▶ [What to produce]: Give back every entry precisely as written, without any of the images.

Excerpts from a dataset

****************************************

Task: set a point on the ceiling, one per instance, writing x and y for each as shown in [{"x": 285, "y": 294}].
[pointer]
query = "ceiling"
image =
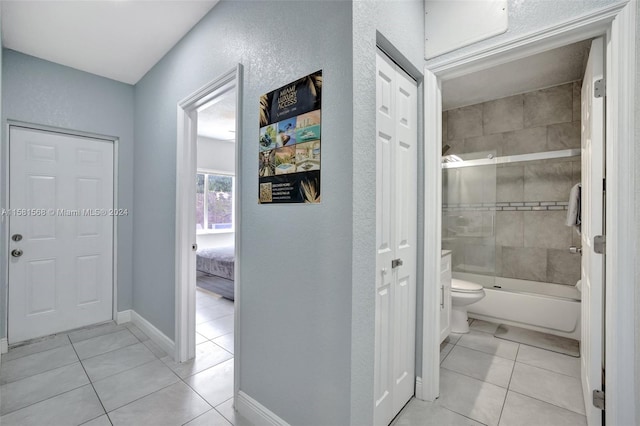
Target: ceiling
[
  {"x": 217, "y": 120},
  {"x": 117, "y": 39},
  {"x": 545, "y": 69}
]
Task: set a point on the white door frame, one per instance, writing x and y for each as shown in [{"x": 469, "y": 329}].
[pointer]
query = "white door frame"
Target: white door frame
[
  {"x": 5, "y": 223},
  {"x": 618, "y": 24},
  {"x": 185, "y": 283}
]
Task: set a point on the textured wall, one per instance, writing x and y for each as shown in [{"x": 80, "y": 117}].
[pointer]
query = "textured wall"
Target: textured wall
[
  {"x": 296, "y": 259},
  {"x": 530, "y": 16},
  {"x": 519, "y": 230},
  {"x": 216, "y": 155},
  {"x": 41, "y": 92},
  {"x": 400, "y": 22},
  {"x": 637, "y": 206}
]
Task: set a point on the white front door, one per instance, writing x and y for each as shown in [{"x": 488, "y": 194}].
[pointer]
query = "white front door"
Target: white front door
[
  {"x": 61, "y": 232},
  {"x": 396, "y": 217},
  {"x": 592, "y": 226}
]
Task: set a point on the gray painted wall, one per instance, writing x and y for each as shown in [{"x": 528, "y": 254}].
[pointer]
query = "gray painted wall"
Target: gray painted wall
[
  {"x": 532, "y": 15},
  {"x": 296, "y": 259},
  {"x": 636, "y": 232},
  {"x": 41, "y": 92},
  {"x": 3, "y": 286},
  {"x": 401, "y": 23}
]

****************************************

▶ [Response area]:
Task: set a point on the ceiling, one per instance, writing x and y for each as shown in [{"x": 285, "y": 294}].
[pointer]
query = "ceiling"
image =
Target: ceiling
[
  {"x": 217, "y": 120},
  {"x": 117, "y": 39},
  {"x": 545, "y": 69}
]
Task: set a point on the white door frame, one per instance, writing x and y for each as shown in [{"x": 469, "y": 329}].
[pointer]
query = "white door frame"
Target: white door frame
[
  {"x": 5, "y": 223},
  {"x": 618, "y": 24},
  {"x": 185, "y": 283}
]
Task: set a point on the textured wall, one per instance, writing x and y for each as shown in [{"x": 80, "y": 117}].
[pointer]
query = "textured wall"
Target: textured wall
[
  {"x": 296, "y": 259},
  {"x": 530, "y": 16},
  {"x": 519, "y": 230},
  {"x": 216, "y": 155},
  {"x": 41, "y": 92},
  {"x": 400, "y": 22},
  {"x": 637, "y": 206}
]
Task: set a point on the white front door, one per instance, writing x and y for each as shown in [{"x": 488, "y": 194}].
[pointer]
query = "white front door"
Target: white front door
[
  {"x": 61, "y": 232},
  {"x": 396, "y": 217},
  {"x": 592, "y": 226}
]
Task: set a point on the gray painted wall, one per instance, writing x and y for each as shown in [{"x": 528, "y": 254}].
[pointer]
query = "gray painted wall"
Target: gray painted wall
[
  {"x": 532, "y": 15},
  {"x": 296, "y": 259},
  {"x": 636, "y": 232},
  {"x": 41, "y": 92},
  {"x": 3, "y": 286},
  {"x": 401, "y": 23}
]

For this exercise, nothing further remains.